§ **WHAT IS EXPECTED**
The records below need retyping in full; give them again exactly.

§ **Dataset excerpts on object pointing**
------------------------------

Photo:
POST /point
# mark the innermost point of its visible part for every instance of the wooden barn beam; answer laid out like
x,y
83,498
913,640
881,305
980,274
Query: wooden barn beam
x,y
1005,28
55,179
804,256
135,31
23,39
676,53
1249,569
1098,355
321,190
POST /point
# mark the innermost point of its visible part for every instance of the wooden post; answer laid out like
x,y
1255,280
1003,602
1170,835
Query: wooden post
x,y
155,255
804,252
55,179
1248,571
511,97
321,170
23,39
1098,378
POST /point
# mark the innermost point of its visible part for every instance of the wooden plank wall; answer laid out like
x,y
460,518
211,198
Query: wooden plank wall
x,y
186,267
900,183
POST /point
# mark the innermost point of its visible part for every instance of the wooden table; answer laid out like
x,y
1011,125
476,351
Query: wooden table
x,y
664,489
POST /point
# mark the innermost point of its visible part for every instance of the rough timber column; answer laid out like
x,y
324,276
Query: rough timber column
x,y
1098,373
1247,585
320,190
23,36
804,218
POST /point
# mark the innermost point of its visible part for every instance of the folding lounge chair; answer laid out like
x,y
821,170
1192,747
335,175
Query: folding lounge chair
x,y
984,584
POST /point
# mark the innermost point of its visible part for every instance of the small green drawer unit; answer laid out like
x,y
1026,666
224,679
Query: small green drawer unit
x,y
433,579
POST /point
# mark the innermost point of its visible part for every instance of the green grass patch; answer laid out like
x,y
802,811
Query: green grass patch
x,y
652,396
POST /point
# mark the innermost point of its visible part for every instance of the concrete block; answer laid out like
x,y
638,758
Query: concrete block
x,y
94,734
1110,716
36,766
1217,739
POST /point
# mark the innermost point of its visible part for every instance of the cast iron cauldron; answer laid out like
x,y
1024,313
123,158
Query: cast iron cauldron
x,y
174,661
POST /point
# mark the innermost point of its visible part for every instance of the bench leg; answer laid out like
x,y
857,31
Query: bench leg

------------------------------

§ **THE ANSWER**
Photo:
POST /point
# mark the innermost point of its visible part for every instance of the wooden barn beam; answer laid out like
x,y
83,498
913,640
881,305
980,274
Query: wooden barn beam
x,y
1005,28
55,179
804,256
135,31
23,39
676,53
1249,569
1098,355
321,190
POST /point
# mark the innermost point of its visible part for every instance of the wooden post; answer laid out like
x,y
1255,280
1003,602
1170,835
Query: wooden post
x,y
155,255
804,252
55,179
1248,571
511,97
321,170
23,39
1098,378
POST /point
# mark the innermost point of its visible part for every instance of the wooden plank wall; answer laid out like
x,y
460,518
211,198
Query: wooden plank wall
x,y
186,267
900,183
POST /point
# mark the innermost point of its visible part for every instance of the wooden table; answer laid out like
x,y
1011,125
476,351
Query: wooden table
x,y
664,489
POST /point
# mark the innermost point of its visible part for every instance of the rough timber column; answer laid out like
x,y
324,276
Query: rough timber column
x,y
1098,373
1247,585
320,190
23,36
804,218
POST /point
# mark the innermost point of its visible part for every instance of the folding lounge chair; answer laid out like
x,y
821,170
1192,747
335,175
Query: folding lounge chair
x,y
984,584
POST /point
# mark the innermost point of its visible part for every instance of the small green drawer unit; answer laid out like
x,y
1026,666
224,679
Query: small green drawer unit
x,y
433,579
POST /point
# mark the innermost point of its visible part for every instance of the green grass patch; answer laid out like
x,y
802,811
Query: green grass patch
x,y
652,396
POST /point
# mark the innermost point of its visible part for every instance of the concrete block; answer laid out like
x,y
638,758
Query: concrete block
x,y
94,734
1110,716
36,766
1217,739
POST /point
# mark the innermost point of its visible part for every instance of the cast iron cauldron; answer laid out like
x,y
1024,313
123,158
Query: cast iron cauldron
x,y
174,661
POST /point
# mark the innermost point of its visible part for every instance of the bench leg; answer laid out like
x,y
857,31
Query: bench leg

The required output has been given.